# [WHAT YOU WILL DO]
Set down verbatim the portion of the passage below on value-added tax for passenger cars, starting at "Since input value-added" and ending at "until May 2019.".

# [TEXT SECTION]
Since input value-added tax on running costs is not recalculated retroactively, the passenger car and the input value-added tax on the costs related to it, including input value-added tax deducted at the time of its purchase (regardless of any adjustment) remain in cell 5.3. of the value-added tax return until May 2019.

If the new so-called two-year rule is applied to a passenger car whose use for private trips for self-consumption has been taxed (a car mainly used for the carriage of passengers or driver training), the value-added tax amount subject to repayment is reduced by the amount of the value-added tax already paid on the self-consumption of the passenger car. This means that within two years from the purchase of a passenger car either its use for passenger transport or driver training ends altogether or it is no longer used mainly for passenger transport or driver training (and is used also for trips not related to business among other things).

# [PROVIDED INFORMATION]
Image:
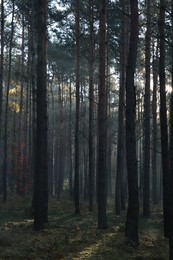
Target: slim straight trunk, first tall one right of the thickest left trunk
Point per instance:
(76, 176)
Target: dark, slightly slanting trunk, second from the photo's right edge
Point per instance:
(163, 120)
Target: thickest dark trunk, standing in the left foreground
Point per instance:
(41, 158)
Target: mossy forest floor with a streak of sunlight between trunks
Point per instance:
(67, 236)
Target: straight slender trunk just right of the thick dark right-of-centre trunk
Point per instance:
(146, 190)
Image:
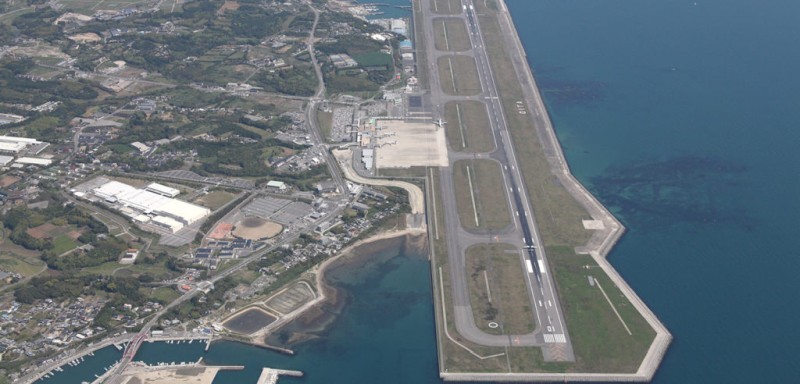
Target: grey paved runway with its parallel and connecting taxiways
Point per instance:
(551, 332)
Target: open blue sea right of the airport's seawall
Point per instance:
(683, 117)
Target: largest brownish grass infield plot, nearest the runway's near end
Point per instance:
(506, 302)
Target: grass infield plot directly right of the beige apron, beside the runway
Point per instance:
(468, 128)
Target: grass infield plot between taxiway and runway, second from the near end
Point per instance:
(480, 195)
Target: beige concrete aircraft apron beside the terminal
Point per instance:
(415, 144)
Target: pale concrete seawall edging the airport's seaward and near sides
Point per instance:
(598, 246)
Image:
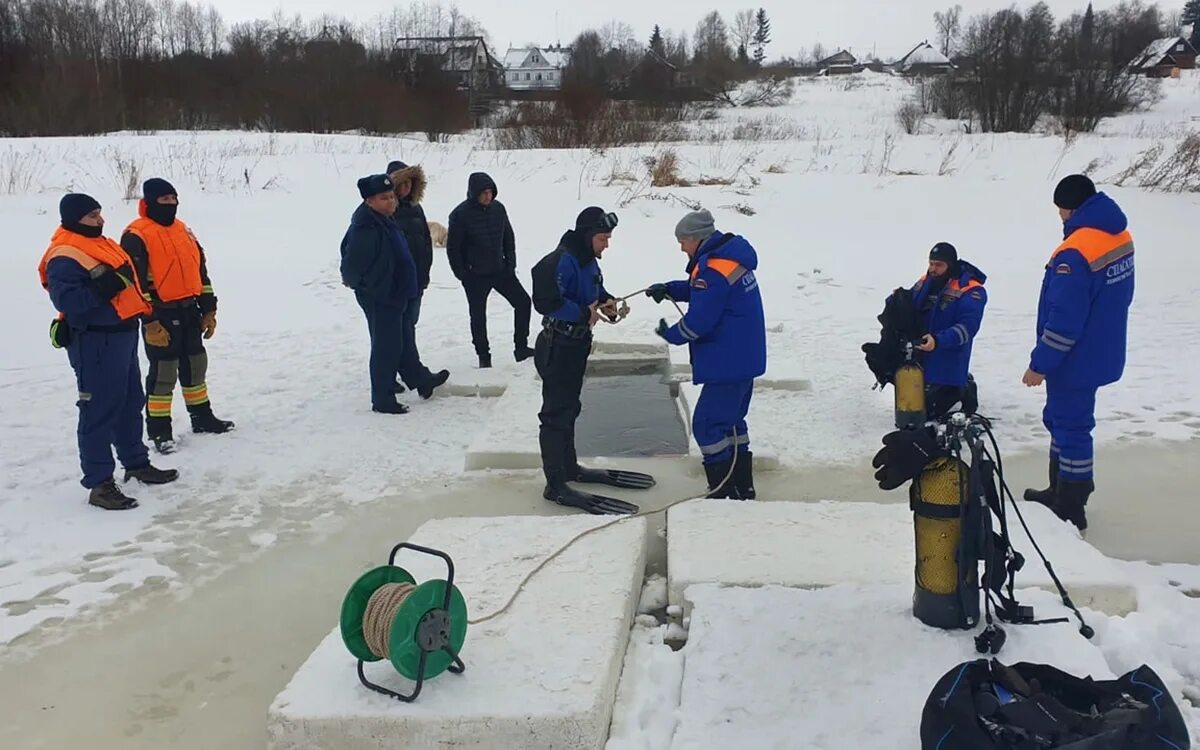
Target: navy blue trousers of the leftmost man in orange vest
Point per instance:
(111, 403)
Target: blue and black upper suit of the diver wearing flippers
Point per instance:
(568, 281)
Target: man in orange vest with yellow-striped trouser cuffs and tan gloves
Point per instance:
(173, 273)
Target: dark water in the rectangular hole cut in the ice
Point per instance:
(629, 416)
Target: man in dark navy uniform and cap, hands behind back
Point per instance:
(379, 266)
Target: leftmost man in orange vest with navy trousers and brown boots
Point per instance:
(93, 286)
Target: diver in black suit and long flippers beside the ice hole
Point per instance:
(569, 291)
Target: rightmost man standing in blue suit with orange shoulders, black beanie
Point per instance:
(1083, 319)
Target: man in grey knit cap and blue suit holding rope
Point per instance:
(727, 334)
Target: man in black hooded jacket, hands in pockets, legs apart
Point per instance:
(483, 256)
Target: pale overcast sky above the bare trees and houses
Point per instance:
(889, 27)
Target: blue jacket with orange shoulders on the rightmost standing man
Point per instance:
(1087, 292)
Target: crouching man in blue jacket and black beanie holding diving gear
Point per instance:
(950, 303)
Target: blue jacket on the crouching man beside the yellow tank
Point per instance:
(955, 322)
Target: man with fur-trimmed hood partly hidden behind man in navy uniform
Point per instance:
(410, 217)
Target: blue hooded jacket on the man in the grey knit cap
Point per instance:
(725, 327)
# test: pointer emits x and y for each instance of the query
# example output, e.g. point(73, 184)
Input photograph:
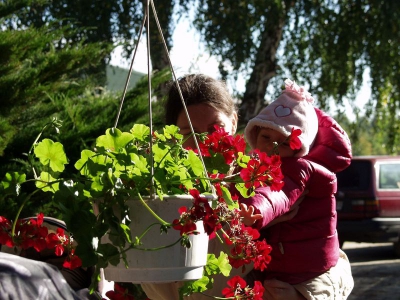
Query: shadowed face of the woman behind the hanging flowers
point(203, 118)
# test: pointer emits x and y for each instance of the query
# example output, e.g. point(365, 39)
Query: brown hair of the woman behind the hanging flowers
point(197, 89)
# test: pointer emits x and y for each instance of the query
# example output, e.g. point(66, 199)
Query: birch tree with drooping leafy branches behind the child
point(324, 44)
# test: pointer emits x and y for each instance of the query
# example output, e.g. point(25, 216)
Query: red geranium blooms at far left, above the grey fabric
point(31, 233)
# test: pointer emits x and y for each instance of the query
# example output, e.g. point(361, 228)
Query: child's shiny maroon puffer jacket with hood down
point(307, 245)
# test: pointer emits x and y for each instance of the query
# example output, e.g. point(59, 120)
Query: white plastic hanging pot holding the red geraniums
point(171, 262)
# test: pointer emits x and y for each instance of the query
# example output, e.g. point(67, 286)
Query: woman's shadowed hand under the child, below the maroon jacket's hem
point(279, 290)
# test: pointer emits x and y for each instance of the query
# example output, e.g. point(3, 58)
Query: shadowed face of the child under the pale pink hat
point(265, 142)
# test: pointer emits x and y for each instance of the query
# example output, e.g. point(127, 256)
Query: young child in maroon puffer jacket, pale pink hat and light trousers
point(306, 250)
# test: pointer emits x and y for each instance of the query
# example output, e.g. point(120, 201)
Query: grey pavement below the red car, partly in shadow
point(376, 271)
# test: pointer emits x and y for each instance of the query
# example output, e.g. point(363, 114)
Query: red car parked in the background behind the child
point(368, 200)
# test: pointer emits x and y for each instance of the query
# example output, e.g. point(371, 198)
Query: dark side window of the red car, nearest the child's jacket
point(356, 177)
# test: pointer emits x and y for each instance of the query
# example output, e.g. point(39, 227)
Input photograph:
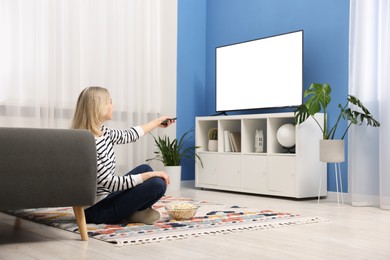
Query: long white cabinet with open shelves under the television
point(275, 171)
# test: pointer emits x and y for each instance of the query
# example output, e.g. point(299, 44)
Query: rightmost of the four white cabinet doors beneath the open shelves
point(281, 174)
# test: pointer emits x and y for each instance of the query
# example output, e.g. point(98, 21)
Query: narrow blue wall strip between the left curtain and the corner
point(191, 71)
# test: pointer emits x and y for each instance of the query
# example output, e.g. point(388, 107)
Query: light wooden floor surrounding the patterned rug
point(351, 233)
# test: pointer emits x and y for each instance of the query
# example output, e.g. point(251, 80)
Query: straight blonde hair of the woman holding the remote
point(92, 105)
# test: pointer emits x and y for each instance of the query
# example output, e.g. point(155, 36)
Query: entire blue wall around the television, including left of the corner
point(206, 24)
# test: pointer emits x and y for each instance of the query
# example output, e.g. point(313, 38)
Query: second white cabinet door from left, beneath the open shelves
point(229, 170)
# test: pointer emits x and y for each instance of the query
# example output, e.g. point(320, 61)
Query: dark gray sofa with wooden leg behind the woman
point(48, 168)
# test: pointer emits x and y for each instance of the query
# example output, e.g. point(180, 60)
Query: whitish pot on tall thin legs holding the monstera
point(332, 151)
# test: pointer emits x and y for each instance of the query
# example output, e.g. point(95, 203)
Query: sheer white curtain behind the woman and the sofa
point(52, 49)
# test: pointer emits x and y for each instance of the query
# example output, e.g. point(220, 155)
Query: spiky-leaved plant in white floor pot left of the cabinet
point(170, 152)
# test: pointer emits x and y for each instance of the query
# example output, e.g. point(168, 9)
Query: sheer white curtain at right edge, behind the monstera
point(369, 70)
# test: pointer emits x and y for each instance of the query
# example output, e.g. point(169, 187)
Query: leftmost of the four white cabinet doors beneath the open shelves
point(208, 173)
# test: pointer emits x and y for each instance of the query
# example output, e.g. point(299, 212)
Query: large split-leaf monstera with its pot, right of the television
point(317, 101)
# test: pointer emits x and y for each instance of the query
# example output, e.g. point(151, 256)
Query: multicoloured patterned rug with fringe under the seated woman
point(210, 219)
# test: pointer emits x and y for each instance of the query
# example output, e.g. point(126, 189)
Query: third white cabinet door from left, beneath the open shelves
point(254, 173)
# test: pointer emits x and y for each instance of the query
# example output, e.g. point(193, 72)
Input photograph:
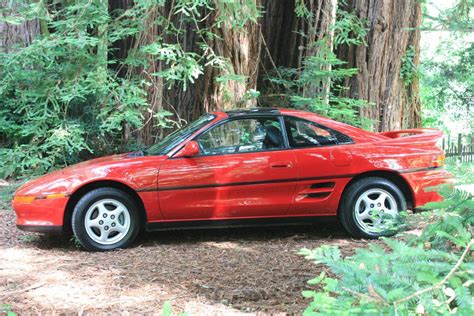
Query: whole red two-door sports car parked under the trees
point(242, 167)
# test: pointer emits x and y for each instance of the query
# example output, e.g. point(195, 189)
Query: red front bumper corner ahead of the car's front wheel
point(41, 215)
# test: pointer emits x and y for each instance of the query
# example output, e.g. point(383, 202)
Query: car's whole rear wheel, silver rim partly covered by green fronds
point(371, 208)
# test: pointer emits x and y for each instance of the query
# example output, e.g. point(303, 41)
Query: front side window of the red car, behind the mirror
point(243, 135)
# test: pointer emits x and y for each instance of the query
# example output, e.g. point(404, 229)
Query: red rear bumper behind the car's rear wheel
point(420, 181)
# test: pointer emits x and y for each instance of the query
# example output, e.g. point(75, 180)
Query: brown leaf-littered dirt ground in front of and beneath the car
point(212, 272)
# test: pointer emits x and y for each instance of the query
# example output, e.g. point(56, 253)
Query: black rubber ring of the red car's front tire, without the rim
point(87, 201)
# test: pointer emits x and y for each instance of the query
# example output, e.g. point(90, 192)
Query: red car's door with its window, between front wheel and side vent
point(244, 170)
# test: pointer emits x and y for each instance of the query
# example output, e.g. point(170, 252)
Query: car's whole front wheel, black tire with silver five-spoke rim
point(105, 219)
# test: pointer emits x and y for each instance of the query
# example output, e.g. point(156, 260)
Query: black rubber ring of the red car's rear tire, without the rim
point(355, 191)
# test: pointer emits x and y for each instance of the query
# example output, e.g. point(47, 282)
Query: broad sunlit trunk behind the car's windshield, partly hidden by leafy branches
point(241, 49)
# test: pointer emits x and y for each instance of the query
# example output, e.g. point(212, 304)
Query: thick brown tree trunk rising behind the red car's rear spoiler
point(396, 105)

--

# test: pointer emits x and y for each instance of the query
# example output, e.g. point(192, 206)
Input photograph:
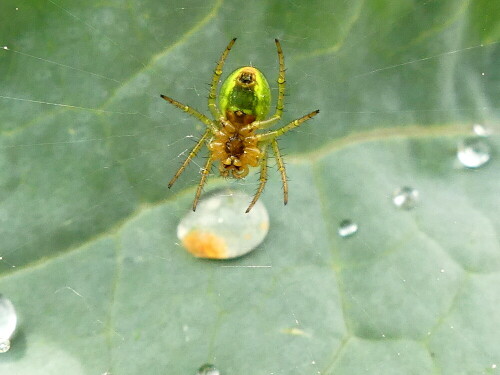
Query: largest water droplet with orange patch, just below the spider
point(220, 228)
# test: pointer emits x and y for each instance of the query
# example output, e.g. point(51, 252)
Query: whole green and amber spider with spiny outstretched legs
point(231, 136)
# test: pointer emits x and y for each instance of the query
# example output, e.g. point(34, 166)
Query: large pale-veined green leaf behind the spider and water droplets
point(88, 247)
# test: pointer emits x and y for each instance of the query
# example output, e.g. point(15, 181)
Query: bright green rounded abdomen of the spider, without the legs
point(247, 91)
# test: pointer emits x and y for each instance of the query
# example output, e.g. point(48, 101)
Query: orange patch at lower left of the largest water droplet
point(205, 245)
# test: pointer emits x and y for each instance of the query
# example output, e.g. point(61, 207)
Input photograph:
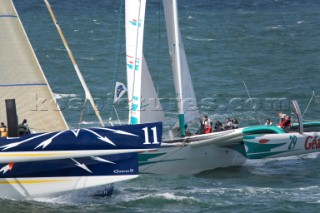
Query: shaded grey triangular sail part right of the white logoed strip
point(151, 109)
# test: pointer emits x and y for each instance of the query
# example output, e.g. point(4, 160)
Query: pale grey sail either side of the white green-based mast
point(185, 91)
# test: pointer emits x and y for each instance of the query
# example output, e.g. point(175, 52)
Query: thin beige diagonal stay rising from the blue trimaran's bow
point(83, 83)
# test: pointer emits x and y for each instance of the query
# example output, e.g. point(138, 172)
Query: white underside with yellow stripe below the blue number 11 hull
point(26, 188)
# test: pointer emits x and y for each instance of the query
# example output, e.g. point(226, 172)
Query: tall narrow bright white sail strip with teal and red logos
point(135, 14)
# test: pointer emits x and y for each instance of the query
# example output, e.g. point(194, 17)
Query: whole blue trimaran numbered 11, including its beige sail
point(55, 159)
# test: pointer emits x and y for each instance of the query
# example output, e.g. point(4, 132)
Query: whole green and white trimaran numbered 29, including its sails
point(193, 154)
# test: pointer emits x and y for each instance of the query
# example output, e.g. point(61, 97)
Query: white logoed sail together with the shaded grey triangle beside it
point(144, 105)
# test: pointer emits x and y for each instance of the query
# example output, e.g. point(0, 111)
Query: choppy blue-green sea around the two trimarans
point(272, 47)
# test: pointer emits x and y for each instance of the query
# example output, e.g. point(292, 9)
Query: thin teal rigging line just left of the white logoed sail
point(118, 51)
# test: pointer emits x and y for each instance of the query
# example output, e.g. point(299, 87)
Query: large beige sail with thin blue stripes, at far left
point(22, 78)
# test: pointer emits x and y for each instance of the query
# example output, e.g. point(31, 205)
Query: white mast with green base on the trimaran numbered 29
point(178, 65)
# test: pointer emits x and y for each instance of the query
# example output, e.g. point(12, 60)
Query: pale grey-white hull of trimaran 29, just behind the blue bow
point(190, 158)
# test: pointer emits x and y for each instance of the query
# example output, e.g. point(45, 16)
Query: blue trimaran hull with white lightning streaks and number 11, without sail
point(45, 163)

--

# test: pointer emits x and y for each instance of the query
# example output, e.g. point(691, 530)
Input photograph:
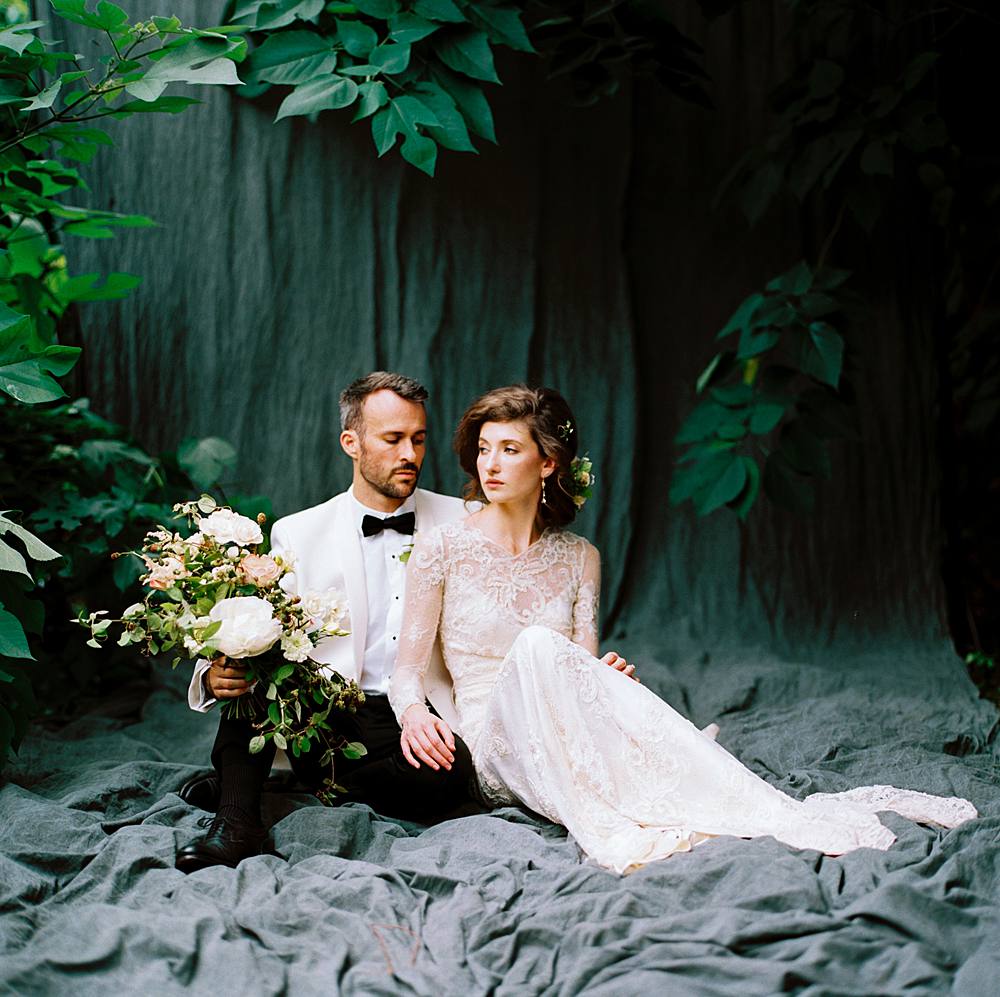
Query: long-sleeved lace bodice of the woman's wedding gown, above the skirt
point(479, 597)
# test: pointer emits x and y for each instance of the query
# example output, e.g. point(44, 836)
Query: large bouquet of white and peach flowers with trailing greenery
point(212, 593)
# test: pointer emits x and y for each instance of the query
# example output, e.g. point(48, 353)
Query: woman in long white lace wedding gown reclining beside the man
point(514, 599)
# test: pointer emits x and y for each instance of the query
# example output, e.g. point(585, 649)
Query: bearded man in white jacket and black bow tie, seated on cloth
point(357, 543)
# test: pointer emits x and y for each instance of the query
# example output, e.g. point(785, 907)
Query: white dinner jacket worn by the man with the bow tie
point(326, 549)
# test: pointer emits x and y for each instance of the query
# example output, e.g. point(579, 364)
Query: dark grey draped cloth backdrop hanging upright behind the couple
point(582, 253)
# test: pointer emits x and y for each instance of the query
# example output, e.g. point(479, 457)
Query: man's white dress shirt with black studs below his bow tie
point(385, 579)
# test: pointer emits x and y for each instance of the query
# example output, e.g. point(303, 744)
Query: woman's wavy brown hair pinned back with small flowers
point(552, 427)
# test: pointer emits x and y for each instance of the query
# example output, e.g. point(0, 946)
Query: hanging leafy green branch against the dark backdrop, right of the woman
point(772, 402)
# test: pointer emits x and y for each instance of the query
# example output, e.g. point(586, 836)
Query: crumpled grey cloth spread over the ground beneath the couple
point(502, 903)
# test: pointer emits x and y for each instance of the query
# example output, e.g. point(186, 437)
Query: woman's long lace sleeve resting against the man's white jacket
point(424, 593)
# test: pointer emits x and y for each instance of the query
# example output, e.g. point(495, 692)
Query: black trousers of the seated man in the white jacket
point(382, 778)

# [RESPONSE AREA]
Since input value-added tax on running costs is not recalculated retroactively, the passenger car and the input value-added tax on the costs related to it, including input value-added tax deducted at the time of its purchase (regardless of any adjustment) remain in cell 5.3. of the value-added tax return until May 2019.